CH 3 Flashcards
What is the peace of Westphalia?
Set of treaties with the treaties of OsnaBruck and Munster, ending the Thirty Years War.
- Effectively entrenched the principle of cuius region, eius religio.
- Moderated the intensity and severity of war in Europe.
What is the first balance of power term?
1) Balances as distribution of power
When balance of power is used in the descriptive sense it refers to a changing balance of power for example because of a state becoming Communist. Another way to use it is to describe a situation in which power is distributed equally.
Hegemonic stability theory: a strong dominant power is the best guarantee of stability. One side has preponderance of power so that the others dare not attack it.
Hegemonic transition theory: when the strongest power begins to slip, as it inevitably will, or as a new aspirant for hegemony arises, war is particularly likely. A declining hegemon or states fearing a rising power will take desperate measures to protect their position, whereas a rising power will gamble to attain hegemony.
Changes in the distribution of power among leading states may be one factor that helps explain war and instability, but such changes are not the whole story.
Why did British-American War of 1895 not happen? Realists point to the rise of Germany as a more proximate threat to Britain. Liberals point to the increasingly democratic nature of the two English-speaking countries and to the transnational cultural ties between the old leader and the new challenger.
What is the second balance of power term?
Balance as policy
Refers to a deliberate policy of balancing.
- Lord Palmerston’s dictum Leaders who embrace a balance-of-power policy are almost certainly also likely to hold an essentially realist view of international politics.

- _Listed entries_
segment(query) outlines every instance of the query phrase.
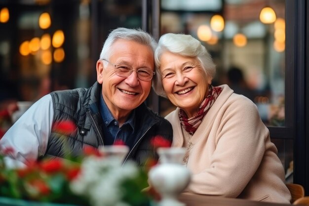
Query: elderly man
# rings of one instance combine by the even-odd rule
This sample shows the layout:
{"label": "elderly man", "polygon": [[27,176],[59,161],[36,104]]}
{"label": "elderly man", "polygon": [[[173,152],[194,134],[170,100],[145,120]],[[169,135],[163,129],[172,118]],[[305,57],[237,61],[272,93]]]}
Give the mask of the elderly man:
{"label": "elderly man", "polygon": [[[156,46],[151,36],[140,30],[113,31],[97,62],[97,82],[88,89],[44,96],[0,140],[2,149],[13,148],[6,157],[7,164],[23,165],[46,156],[65,158],[68,151],[77,156],[86,146],[97,148],[116,141],[129,147],[126,160],[140,165],[148,157],[155,158],[152,138],[172,139],[170,124],[144,103],[155,75]],[[59,133],[58,123],[64,122],[76,125],[73,132]]]}

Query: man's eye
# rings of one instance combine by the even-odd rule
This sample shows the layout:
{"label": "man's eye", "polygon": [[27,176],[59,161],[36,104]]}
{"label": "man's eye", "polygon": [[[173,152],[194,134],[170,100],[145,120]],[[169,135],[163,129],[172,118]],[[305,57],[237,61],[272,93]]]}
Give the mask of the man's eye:
{"label": "man's eye", "polygon": [[131,70],[130,68],[125,65],[119,65],[117,67],[117,69],[120,70],[121,71],[130,71]]}
{"label": "man's eye", "polygon": [[150,71],[150,70],[146,70],[146,69],[139,69],[138,70],[138,73],[139,74],[143,74],[144,75],[150,75],[152,72],[153,72],[152,70]]}

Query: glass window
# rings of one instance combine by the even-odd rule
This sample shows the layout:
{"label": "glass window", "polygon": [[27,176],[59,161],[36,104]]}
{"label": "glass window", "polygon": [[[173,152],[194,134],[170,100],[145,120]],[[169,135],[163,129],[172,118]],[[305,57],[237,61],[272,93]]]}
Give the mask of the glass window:
{"label": "glass window", "polygon": [[[285,1],[161,1],[161,35],[181,33],[199,39],[217,65],[213,84],[228,84],[250,98],[267,125],[284,126]],[[267,15],[261,14],[267,7],[274,15],[270,22],[260,17]],[[160,102],[162,116],[174,108],[166,99]]]}

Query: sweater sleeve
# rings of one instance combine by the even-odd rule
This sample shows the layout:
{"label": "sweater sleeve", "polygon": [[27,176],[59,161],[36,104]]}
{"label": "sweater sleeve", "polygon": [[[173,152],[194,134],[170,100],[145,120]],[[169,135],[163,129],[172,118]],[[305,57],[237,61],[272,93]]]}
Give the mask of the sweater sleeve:
{"label": "sweater sleeve", "polygon": [[207,166],[192,176],[189,189],[193,192],[236,198],[258,169],[269,132],[253,102],[236,100],[222,107],[209,126],[216,130],[206,137],[213,151],[206,152]]}
{"label": "sweater sleeve", "polygon": [[2,151],[9,148],[11,151],[5,158],[8,166],[24,166],[28,161],[44,155],[53,118],[51,96],[47,94],[35,103],[8,130],[0,140]]}

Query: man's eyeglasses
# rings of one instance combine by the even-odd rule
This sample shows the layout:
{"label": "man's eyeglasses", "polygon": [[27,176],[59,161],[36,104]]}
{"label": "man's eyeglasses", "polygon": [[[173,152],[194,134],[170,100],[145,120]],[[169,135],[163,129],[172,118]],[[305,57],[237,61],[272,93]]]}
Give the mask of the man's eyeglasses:
{"label": "man's eyeglasses", "polygon": [[109,63],[111,65],[114,66],[115,68],[115,74],[119,77],[129,77],[132,74],[133,71],[134,70],[137,74],[137,77],[138,79],[144,81],[149,81],[151,80],[152,79],[153,79],[154,75],[155,74],[155,72],[153,72],[151,69],[140,68],[136,70],[134,70],[130,65],[124,64],[115,65],[110,62],[106,59],[102,60],[106,61],[106,62]]}

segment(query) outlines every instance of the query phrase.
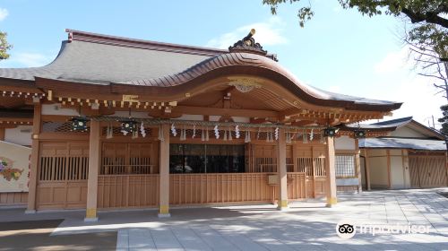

- _Exercise requirements_
**1)** According to the flashcards, what does hegemonic stability theory say is the best guarantee of stability?
**2)** From the flashcards, quote the passage between "Why did British-American" and "of international politics.", inclusive.

- _Results_
**1)** A strong dominant power.

**2)**
Why did British-American War of 1895 not happen? Realists point to the rise of Germany as a more proximate threat to Britain. Liberals point to the increasingly democratic nature of the two English-speaking countries and to the transnational cultural ties between the old leader and the new challenger.
What is the second balance of power term?
Balance as policy
Refers to a deliberate policy of balancing.
- Lord Palmerston’s dictum Leaders who embrace a balance-of-power policy are almost certainly also likely to hold an essentially realist view of international politics.